Ora uma dessas cassetes, que ouvíamos amiúde, era o extraordinário Marrakech Express dos harmónicos Crosby, Still & Nash. Nada mais natural então do que entrarmos pelas montanhas dentro a caminho de Marrakech.
A viagem até à cidade vermelha decorreu como até ai sem grandes incidentes, exceptuando as estranhas visões de cabras em artístico equilíbrio nos ramos mais altos dos "argans", e os ocasionais grunhidos da amarelinha que tinham recomeçado pouco tempo depois da nossa saída de Casablanca. Nada de preocupante sobretudo depois de um ou dois “cacetes” que o Pedro habilmente ia confeccionando.
Chegámos à dita em pleno Ramadão, e claro que por lá deambulámos, não nos esquecendo de nos perdermos no souk, acabando com as cobras, lagartos e aguadeiros na tão famosa Djema el Fná. Impressionante mesmo, nesse mês de Ramadão, era observar os marroquinos sentados á mesa, prato de harira à sua frente, a aguardar o pranto do almuadem do cimo dos minaretes, a anunciar o fim do jejum. Então, sim. Despencavam-se as colheres na mistura quente, e o semi silêncio abafado da tarde ruía por entre o restolhar de talheres e os "slerps" da comida quente sorvida com apetite.
Ao fim da tarde, lá encontrámos poiso para a nossa carroça, num minúsculo camping onde a principal atracção, como já vinha sendo hábito, foi a nossa música e as inevitáveis “provas” dos diversos “shits” disponíveis e solicitamente oferecidos em troca daquele som tão raro nessas paragens. Tenho de lembrar aos mais novos, que naquela época o que de mais portátil havia eram os auto rádios, e a maior parte dos viajantes da nossa colheita mal tinha dinheiro para se deslocar quanto mais equipar o transporte com tão sofisticados equipamentos, isto para não falar dos que viajavam apenas com uma pequena mochila e um pano que se esticava entre duas árvores para abrigar do eventual cacimbo nocturno.

Those were the days…

Léxico:
Onkyo; marca japonesa de alta-fidelidade (!) já desaparecida.
Chocolate; dispenso-me de explicações que poderiam ainda mais comprometer a minha já fraca credibilidade. Invoco as mesmas razões para não “lexicar” o termo “shit” ou “cacete”.
○ ○ ○ ○
§ Tarefas e exercícios:
a) No relato da viagem a Marrakech, o que esperavam os marroquinos sentados à mesa durante o Ramadão, com o prato de harira à frente?
b) Devolva, sem alterar nada, o trecho do relato da viagem que começa em "A viagem até" e acaba em "habilmente ia confeccionando.".

Rótulos de pontos dos objetos
○ ○ ○ ○
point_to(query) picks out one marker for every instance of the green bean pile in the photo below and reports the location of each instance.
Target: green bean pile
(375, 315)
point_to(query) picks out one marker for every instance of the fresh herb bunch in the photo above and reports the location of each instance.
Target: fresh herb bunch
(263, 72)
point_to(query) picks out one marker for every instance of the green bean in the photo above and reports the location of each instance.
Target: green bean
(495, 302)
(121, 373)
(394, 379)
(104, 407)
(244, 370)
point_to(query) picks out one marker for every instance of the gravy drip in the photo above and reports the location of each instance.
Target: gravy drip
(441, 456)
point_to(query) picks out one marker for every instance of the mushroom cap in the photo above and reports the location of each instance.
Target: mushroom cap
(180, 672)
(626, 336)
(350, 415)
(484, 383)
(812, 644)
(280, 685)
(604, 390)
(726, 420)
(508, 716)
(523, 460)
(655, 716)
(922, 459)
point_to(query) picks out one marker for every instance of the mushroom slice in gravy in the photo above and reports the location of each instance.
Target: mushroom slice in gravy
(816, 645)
○ ○ ○ ○
§ Soluções por tarefa:
a) Esperavam o pranto do almuadem do cimo dos minaretes a anunciar o fim do jejum.

b)
A viagem até à cidade vermelha decorreu como até ai sem grandes incidentes, exceptuando as estranhas visões de cabras em artístico equilíbrio nos ramos mais altos dos "argans", e os ocasionais grunhidos da amarelinha que tinham recomeçado pouco tempo depois da nossa saída de Casablanca. Nada de preocupante sobretudo depois de um ou dois “cacetes” que o Pedro habilmente ia confeccionando.